═════ Selected passage ═════

Background Document

Description:

The goal of GWA is to establish a Word-wide Association for maintaining, standardising and interlinking wordnets for all languages in the world, likewise preparing the ground for the development of a world-wide multilingual database with wordnets. The main objectives of GWA are:

  • standardize the specification of lexical semantic relations, the notion of a synset and degrees of polysemy
  • standardize the Inter-Lingual-Index for interlinking the wordnets of different languages
  • extend the specification to include all Parts-of-Speech and multiword expressions
  • develop a common XML representation for wordnet data
  • prepare the development of sense-tagged corpora in all the linked languages.
  • sharing and transferring of data, software and specifications across wordnets for different languages
  • the development of guidelines and methodologies for building wordnets in new languages
  • the development of explicit criteria and definitions for verifying the relations in any language
  • the development of consistency checking, comparison and evaluation modules

Lexical semantic relations, synset and polysemy

The first objective involves the coordination and integration of the current initiatives: the Princeton WordNet and EuroWordNet. Their specifications will be compared and we will agree on a common specification for future releases of wordnets. This will include, among others, an extension of Princeton WordNet with references to the Inter-Lingual-Index so that it can directly be compared and mapped to the other wordnets in future.

═════

Request a: According to the GWA background document, which two current initiatives does the first objective coordinate and integrate?

═════ Provided records ═════

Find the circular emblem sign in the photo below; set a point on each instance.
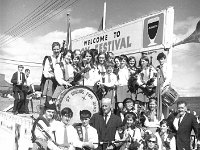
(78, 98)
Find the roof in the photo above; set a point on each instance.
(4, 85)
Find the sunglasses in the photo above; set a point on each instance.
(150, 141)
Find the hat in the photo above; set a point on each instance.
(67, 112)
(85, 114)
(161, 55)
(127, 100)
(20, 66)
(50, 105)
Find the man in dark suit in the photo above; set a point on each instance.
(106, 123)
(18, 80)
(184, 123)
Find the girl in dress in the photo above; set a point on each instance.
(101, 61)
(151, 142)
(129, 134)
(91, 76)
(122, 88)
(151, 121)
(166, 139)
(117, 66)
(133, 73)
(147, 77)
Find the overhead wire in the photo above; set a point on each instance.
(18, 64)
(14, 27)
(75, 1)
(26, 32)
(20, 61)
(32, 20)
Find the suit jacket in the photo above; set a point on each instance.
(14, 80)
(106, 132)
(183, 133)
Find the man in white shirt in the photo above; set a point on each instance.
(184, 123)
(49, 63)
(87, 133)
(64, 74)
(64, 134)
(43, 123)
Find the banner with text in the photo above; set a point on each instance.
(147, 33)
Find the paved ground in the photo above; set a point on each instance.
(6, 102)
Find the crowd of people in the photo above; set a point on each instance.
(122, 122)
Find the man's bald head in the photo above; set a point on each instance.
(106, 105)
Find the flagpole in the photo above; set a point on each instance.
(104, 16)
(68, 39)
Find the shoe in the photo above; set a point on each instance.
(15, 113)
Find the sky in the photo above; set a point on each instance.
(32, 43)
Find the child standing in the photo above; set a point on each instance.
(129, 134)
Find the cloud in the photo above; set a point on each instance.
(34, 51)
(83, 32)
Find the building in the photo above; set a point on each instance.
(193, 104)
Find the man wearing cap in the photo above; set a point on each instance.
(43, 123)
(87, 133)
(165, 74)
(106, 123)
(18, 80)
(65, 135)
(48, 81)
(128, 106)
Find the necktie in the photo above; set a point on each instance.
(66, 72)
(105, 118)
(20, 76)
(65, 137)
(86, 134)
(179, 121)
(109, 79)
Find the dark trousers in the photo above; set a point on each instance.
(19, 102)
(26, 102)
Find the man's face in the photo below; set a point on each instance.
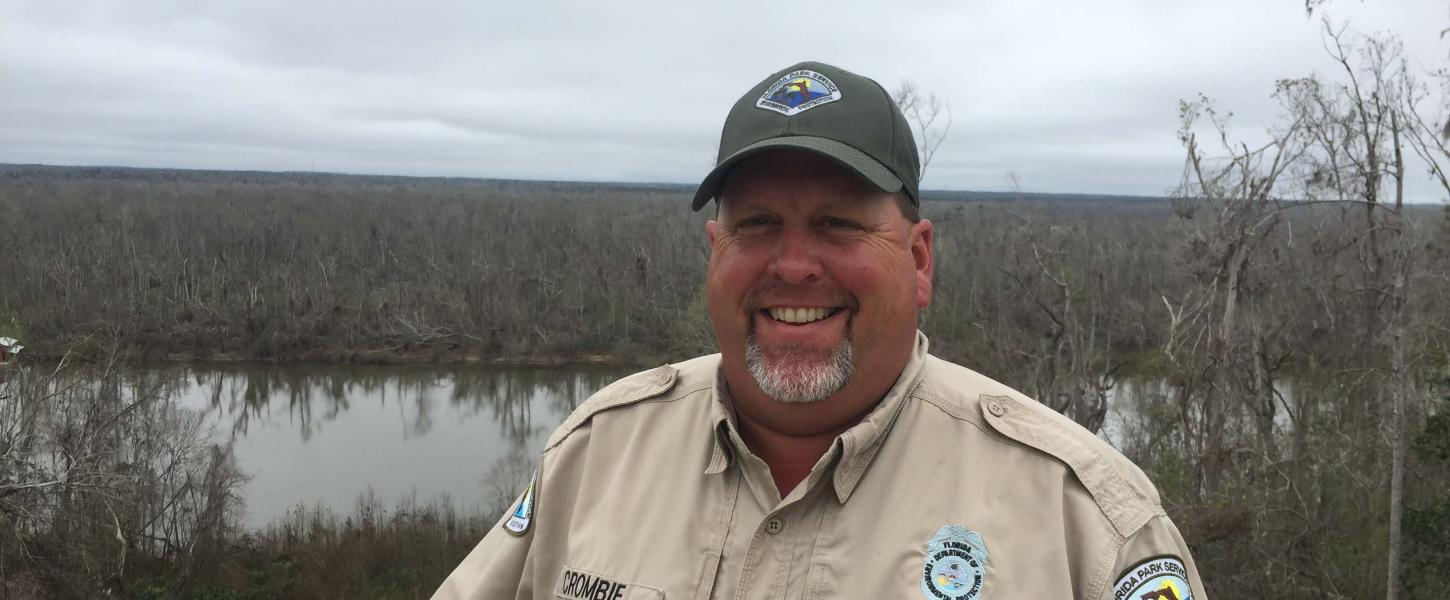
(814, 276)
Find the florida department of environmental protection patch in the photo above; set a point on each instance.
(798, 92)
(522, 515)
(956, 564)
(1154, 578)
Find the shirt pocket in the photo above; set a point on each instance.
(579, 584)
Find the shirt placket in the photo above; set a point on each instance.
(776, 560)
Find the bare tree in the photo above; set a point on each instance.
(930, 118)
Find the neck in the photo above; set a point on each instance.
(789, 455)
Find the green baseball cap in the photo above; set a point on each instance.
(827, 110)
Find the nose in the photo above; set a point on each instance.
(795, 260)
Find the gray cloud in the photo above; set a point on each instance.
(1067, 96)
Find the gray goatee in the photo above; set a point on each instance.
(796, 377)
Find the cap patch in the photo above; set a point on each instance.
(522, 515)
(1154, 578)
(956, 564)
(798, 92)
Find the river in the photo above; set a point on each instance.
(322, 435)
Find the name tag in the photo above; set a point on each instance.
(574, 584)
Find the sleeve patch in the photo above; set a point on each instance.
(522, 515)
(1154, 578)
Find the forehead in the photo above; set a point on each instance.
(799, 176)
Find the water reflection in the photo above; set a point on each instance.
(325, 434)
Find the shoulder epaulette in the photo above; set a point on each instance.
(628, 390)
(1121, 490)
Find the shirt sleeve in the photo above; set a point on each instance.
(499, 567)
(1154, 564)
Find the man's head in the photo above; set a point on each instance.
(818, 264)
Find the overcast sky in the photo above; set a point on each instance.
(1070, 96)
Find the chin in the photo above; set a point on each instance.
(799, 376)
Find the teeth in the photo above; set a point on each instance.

═════

Request b: Transcribe the records verbatim, starting at the line that contains "Find the man's head" and continuing through the final line of the records.

Output a: The Princeton WordNet and EuroWordNet.

Output b:
Find the man's head in the photo above; set a point on each instance.
(818, 264)
Find the overcast sky in the photo above; set a point on each instance.
(1070, 96)
Find the chin in the photo above; set a point on each instance.
(799, 376)
Find the teeth in the photo above; set a point on each instance.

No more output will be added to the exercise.